** Start DOCUMENT **

Right, people on a quarterly branch with old libdrm won't have the new beignet
with OCL2, people on head will get both new libdrm and new beignet, and anyone
who cares about something like OpenCL is not on quarterly.

>Removing OPENCL20 option makes 1.2 vs. 2.0 troubleshooting harder. Neither beignet port exposes debugging support (vendor optimization gets in the way) nor ports framework provides packages with debugging symbols to help distinguish crash fingerprints from already reported.

Wouldn't two variants, one with 2.0 support and one without, make that exact
issue worse than having a single build would? I must be missing something, it
was my impression that the single build was desirable.

>Not necessarily. GCC switched from C89 to C11 since 5.0 and from C++98 to C++14 since 6.0. Clang switched from C99 to C11 in 3.6 but as of 4.0 is still stuck with C++98.

Ah, good to know, I had not been keeping up on the changes in GCC, and still
bumping into the old default since the default ports gcc is still 4.9

>memalign and aligned_alloc don't have such a restriction. Upstream already uses posix_memalign in other places, so I'm giving up. When pushing files/ upstream some __FreeBSD__ checks would need to be dropped to avoid churn for other BSDs.

I did not mean to cause contention. Using posix_memalign looked to be the more
portable solution is all, and if that is not the case I do welcome to be
corrected as that entails an expansion of knowledge. It sounds like you had a
reason I didn't fully grasp.

>Firefox and Chromium on X11 platforms preserve tabs just fine both via clipboard or primary selection.

** End DOCUMENT **

**REQUIRED ACTIONS**:
A) List every C or C++ language standard named in the beignet discussion, giving each one once.
B) Count the lines in the entries that contain the string "woman", where case counts, and give only the number.
The beignet discussion and the entries after it come from unrelated sources.

** Start DATA FOR THIS TASK **

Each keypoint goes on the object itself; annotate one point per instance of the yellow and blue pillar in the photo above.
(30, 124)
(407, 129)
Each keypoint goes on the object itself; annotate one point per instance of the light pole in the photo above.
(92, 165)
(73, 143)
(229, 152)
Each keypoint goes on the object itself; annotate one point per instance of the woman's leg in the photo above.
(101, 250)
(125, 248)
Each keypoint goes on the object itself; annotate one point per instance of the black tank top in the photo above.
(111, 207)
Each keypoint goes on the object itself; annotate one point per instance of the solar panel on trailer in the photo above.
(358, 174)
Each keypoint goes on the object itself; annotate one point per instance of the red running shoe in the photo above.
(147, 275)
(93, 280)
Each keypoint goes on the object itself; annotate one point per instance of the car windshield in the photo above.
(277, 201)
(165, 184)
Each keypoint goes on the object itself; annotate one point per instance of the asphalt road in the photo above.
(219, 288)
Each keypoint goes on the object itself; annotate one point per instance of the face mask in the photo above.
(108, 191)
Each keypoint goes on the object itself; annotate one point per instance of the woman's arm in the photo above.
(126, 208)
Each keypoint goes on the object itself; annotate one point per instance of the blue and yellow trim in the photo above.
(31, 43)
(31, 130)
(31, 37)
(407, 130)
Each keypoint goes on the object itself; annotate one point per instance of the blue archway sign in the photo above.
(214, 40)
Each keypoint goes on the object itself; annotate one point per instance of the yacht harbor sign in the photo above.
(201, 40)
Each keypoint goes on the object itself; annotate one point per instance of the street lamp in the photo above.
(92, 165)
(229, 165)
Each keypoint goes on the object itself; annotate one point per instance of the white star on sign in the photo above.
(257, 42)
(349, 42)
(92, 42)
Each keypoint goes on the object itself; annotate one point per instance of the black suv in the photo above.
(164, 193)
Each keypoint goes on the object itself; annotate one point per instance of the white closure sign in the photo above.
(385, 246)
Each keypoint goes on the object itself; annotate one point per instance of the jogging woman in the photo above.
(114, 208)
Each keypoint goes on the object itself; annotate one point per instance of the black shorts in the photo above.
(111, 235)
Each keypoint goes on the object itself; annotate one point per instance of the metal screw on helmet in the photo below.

** End DATA FOR THIS TASK **

**IN RESPONSE**:
A) C89, C11, C++98, C++14, C99

B) 3